# [Reading text]
+ + + + +
“I say there is no darkness but ignorance.” ~William ShakespearePosted in Parenting, Socialization By Single Dad On August 4, 2012
Sorry, Billy, I disagree. I am more of an “ignorance is bliss” kind of guy. (From Thomas Gray‘s poem, Ode on a Distant Prospect of Eton College (1742): “Where ignorance is bliss, ’tis folly to be wise.”)
I’m sitting here, minding my own business and contemplating the failure of the LHC to cause a black hole sucking in the earth and instantly annihilating all life as we know it, you know, a typical day, but I digress, and I am listening to the radio, not streaming, mind you, but a real radio thing, and not that satellite thing, and it happens to be NPR, which, I know, shows my age, but I happen to catch the beginning of This American Life. Talk about depressing. Or thought provoking.
Host Ira Glass talks with a bunch of special ed students. By and large, they thought of themselves as regular kids—until each experienced a shocking moment of revelation when they discovered that they were not the same as other kids, and that the other kids already knew that…and had known for a long time.
Give this a listen, even just the prologue, since that is all I needed to hear … Listen Here. (The transcript is here if you don’t want to listen, but listen, it is much more powerful.)
I wish I knew if Pearlsky knows. Does she know she is … ummmm … severely disabled? Does she thinks she’s a retard?
My dad was a hunter, and he taught hunter safety courses, etc. Not a wacko, I think he was successful maybe twice! He said something once when I was very young that I remember to this day, and think about often. The problem is, I do not remember the context. It may have been while discussing that if you wound an animal you are obligated to follow and find it, and not allow it to suffer. Anyway, the quote that has stuck with me is “The deer will run and keep going, for it does not know that it is going to die.” I don’t know if it is true, supposedly elephants can sense their demise, but it would be nice to not know that we were going to die at some point.
Non sequitur? No. I don’t want Pearlsky to know that she is so severely disabled. But yes, I want Pearlsky to know that she is so severely disabled. She has to know she is different, no? She sees everyone else walking, does she wonder why she doesn’t? Does she wonder why she can’t talk? Many of us believe she has a high level of understanding of the world around her, but does she know she is going to die? Does she know she is … fucked up?
Does she know that I am?
So, nu, did I miss someone’s post on Push Girls?
Love it! Sometimes Carrie will tell us something, ask for something, etc., and it takes a while for her caregiver and I to get it. She looks at us like she’s thinking, “Geez – remind me – which one of us retarded here?”
Just thought this was funny:
Either way, the end result is frustrating. If my daughter Camryn KNOWS that she is severely disabled and that needs her parents for everything in her life, then she knows how totally and utterly crazy, irritated and annoyed she make me and her father when she whines and screams and yells for no apparent reason. She has this need for absolute solitary with the exception of her father and the 13 year video run of Blue’s Clues, 24/7.
Then again, if she is totally oblivious to her situation, then she is completely unaware that her fire siren-like whining is going to drive me straight into a mental institution.
It’s a lose lose situation….but it’s ours. 🙂
Feel your pain, Judy, feel your pain. Without a gallows sense of humor, we’d be lost. : )
+ + + + +
# [Extracted material]
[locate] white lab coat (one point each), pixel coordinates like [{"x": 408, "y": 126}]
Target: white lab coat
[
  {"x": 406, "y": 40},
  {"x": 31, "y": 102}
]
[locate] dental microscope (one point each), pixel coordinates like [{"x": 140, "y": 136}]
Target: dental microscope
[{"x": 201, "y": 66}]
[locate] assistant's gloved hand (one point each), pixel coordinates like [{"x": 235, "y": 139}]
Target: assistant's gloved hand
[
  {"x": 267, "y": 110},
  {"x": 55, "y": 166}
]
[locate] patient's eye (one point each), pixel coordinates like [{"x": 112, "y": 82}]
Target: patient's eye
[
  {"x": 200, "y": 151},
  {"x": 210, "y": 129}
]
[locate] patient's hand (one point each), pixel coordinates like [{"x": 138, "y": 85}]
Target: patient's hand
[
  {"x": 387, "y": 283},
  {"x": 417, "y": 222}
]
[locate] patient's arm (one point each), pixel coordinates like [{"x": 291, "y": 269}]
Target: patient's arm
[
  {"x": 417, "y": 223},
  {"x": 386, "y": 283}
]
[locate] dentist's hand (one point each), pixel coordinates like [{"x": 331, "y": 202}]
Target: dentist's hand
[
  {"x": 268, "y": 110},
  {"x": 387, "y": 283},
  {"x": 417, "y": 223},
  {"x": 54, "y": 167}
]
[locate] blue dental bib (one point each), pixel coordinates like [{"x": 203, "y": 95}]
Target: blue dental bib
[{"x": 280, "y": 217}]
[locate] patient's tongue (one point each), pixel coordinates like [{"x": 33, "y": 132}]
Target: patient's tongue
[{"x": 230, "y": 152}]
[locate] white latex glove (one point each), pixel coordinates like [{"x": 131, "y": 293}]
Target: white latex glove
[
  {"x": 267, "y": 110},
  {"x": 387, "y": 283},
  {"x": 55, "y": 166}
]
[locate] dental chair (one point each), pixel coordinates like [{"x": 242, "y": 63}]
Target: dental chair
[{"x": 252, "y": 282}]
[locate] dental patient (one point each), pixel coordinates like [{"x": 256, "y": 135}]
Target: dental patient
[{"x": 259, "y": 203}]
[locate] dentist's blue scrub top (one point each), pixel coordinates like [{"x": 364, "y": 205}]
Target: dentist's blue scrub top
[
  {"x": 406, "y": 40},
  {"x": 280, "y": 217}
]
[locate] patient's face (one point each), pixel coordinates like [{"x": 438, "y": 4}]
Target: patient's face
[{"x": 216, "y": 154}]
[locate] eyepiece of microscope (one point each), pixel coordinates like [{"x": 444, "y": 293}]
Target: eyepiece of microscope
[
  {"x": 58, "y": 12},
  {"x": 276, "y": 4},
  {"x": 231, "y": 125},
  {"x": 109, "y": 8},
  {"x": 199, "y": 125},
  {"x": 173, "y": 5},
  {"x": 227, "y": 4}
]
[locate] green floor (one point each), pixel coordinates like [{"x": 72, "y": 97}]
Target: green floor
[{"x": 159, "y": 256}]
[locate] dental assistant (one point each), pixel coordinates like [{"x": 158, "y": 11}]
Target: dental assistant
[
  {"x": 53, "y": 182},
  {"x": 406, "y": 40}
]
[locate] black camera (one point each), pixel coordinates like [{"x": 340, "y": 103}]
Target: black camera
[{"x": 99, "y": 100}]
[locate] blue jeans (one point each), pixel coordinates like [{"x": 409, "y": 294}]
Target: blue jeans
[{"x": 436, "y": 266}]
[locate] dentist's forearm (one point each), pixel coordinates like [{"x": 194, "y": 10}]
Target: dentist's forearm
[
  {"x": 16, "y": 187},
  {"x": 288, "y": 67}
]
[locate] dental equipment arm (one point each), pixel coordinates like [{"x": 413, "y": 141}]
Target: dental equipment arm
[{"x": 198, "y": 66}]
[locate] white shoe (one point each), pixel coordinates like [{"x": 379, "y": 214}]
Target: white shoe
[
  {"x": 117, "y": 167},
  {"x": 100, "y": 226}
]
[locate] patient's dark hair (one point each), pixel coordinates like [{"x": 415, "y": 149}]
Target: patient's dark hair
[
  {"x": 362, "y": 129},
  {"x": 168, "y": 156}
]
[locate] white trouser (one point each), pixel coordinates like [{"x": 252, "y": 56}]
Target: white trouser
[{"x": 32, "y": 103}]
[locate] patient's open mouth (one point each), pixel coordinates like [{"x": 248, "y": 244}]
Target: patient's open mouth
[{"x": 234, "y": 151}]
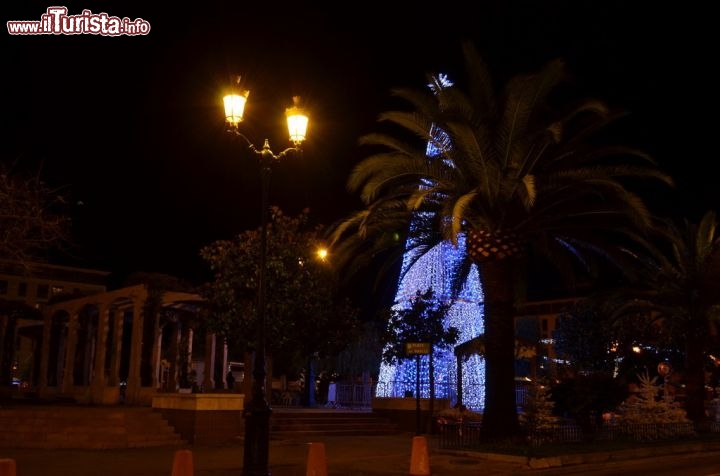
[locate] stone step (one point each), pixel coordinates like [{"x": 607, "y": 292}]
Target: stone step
[{"x": 76, "y": 427}]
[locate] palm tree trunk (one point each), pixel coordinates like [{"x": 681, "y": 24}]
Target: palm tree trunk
[
  {"x": 695, "y": 381},
  {"x": 500, "y": 419}
]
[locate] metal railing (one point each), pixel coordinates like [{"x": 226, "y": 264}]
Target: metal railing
[{"x": 469, "y": 434}]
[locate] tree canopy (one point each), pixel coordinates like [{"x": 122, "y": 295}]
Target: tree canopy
[
  {"x": 32, "y": 217},
  {"x": 307, "y": 313}
]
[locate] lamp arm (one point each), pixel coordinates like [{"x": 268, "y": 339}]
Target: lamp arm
[
  {"x": 250, "y": 145},
  {"x": 288, "y": 151}
]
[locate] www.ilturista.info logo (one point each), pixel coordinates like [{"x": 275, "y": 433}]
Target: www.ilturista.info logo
[{"x": 56, "y": 21}]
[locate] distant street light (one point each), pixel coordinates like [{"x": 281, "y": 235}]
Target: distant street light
+ + + + +
# [Your instructions]
In the blog post about Pearlsky, why does the writer say she has to know she is different? Answer in one to three sentences.

# [Answer in full]
She sees everyone else walking, so she may wonder why she doesn't. She may also wonder why she can't talk.